— Start of Given text —
Submitted by on May 15, 2019 – 4:40 pm

Doug Vickers plays a citizen in a small town panicked by a rash of unexplained deaths in Ionesco’s ‘Killing Game,’ directed by Dado. (Images © Fadeout Foto)

“Killing Game,” by Eugène Ionesco, at A Red Orchid Theatre through June 23. ★★★★
By Nancy Malitz

Does life seem absurd no matter which way you try to connect the dots? Wondering what’s the point? (What with the whole world losing its grip and all.)

I’ve got the play for you – Eugène Ionesco’s “Killing Game” (or “Jeux de massacre” in the original French) by the Rumanian-born French dramatist who crawled out of the devastation of two world wars with a razor-sharp talent for skewering our relentless attempts to make sense of why we are even here on this planet.

“Killing Game” won’t solve the Big Riddle for you. But this imaginative production directed by Dado will provide you with acidly brilliant company at A Red Orchid Theatre, where 13 skilled actors play many, many roles – because otherwise their parts would have been exceedingly brief. The citizens of this small town are dropping dead in dizzying succession, and in often ridiculous fashion, of an unknown cause.

Don’t bother to keep track. They all die. Doug VIckers, Katherine Mallen Kupferer and May Louw Hlava play doomed swells, then come back to play other citizens.

At first, the rattled survivors speculate in wacky ways about the nature of this plague, wagging their fingers at those other districts, those other people, their sinful ways, their money or lack thereof, their dirt, their pets, and pressing for sequestration, hocus pocus, curses, punishment.

The initial self-denial, in the plague’s early stages, is well summed up by the youngest actor, smart fifth-grader Katherine Mallen Kupferer, who plays the formidable wife of a waning man in a building that has been, so far, free of the scourge: “He’s not sick!,” she proclaims repeatedly, with a regal ring of authority, as evidence of the town’s losing bargain with death resounds with a thud.

(Here’s a shout-out to the unidentified actor who plays the silent, crow-like hulk on stilts – a towering grim reaper who hobbles through occasionally. His awesome oversize look was created by puppet designer Samantha Rausch; the cast’s ghoulish threads throughout were by costume designer Kotryna Hilko.)

Ionesco once said he worried the theater public might lose its taste for tragedy because there had been so many disasters in the world people  wanted to forget. But that has not happened, and meanwhile Ionesco’s brilliant dark comedies underscore his oft-repeated belief that “the world is a joke that God has played on man. We enter His game, we join His game.” Scenic designer Grant Sabin’s droll, off-angle, off-kilter, disintegrating world and composer Elenna Sindler’s sly, penetrating music matched that tone.
— End of Given text —
— Start of Information shown —
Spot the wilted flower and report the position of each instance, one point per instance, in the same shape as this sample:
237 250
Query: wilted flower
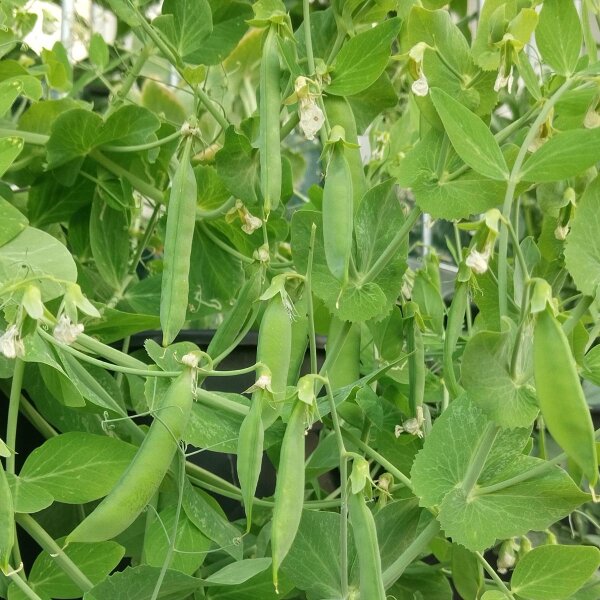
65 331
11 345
— End of Information shown —
— Start of Information shown —
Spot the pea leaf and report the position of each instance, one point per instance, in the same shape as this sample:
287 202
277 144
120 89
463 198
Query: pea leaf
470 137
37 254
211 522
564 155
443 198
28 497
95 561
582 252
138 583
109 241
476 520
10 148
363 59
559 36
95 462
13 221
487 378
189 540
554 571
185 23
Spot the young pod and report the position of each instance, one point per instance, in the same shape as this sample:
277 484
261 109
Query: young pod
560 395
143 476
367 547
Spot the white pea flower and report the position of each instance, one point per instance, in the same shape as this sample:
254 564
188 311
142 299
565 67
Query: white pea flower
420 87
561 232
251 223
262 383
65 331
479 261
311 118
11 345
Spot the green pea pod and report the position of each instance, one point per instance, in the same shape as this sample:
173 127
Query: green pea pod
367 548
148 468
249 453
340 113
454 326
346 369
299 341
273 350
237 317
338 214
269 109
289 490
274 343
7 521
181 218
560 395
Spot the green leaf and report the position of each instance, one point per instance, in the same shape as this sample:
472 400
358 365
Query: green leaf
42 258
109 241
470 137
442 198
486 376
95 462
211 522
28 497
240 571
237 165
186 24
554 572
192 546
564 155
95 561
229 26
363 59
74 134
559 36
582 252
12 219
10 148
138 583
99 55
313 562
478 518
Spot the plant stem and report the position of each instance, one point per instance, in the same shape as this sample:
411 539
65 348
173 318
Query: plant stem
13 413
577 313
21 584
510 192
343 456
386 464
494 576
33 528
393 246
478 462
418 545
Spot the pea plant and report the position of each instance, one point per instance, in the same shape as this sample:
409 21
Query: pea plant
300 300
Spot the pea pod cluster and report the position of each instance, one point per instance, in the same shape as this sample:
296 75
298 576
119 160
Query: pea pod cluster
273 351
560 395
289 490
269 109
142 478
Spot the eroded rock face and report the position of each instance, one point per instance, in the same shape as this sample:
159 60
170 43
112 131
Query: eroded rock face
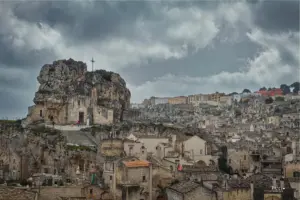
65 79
— End of Information shown —
— Start of Information shown —
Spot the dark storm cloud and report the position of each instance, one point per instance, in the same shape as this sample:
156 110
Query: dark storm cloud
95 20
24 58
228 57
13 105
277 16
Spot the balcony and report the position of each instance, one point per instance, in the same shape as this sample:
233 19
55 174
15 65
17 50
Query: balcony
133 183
— End of Information shown —
Actions to take:
1. List every person the theater review identifies as a designer, along with the design specialty the review gives for each.
2. Write out the passage of the theater review that begins at the words "Does life seem" and ends after the words "an unknown cause.".

Expected answers:
1.
Samantha Rausch, puppet designer
Kotryna Hilko, costume designer
Grant Sabin, scenic designer

2.
Does life seem absurd no matter which way you try to connect the dots? Wondering what’s the point? (What with the whole world losing its grip and all.)

I’ve got the play for you – Eugène Ionesco’s “Killing Game” (or “Jeux de massacre” in the original French) by the Rumanian-born French dramatist who crawled out of the devastation of two world wars with a razor-sharp talent for skewering our relentless attempts to make sense of why we are even here on this planet.

“Killing Game” won’t solve the Big Riddle for you. But this imaginative production directed by Dado will provide you with acidly brilliant company at A Red Orchid Theatre, where 13 skilled actors play many, many roles – because otherwise their parts would have been exceedingly brief. The citizens of this small town are dropping dead in dizzying succession, and in often ridiculous fashion, of an unknown cause.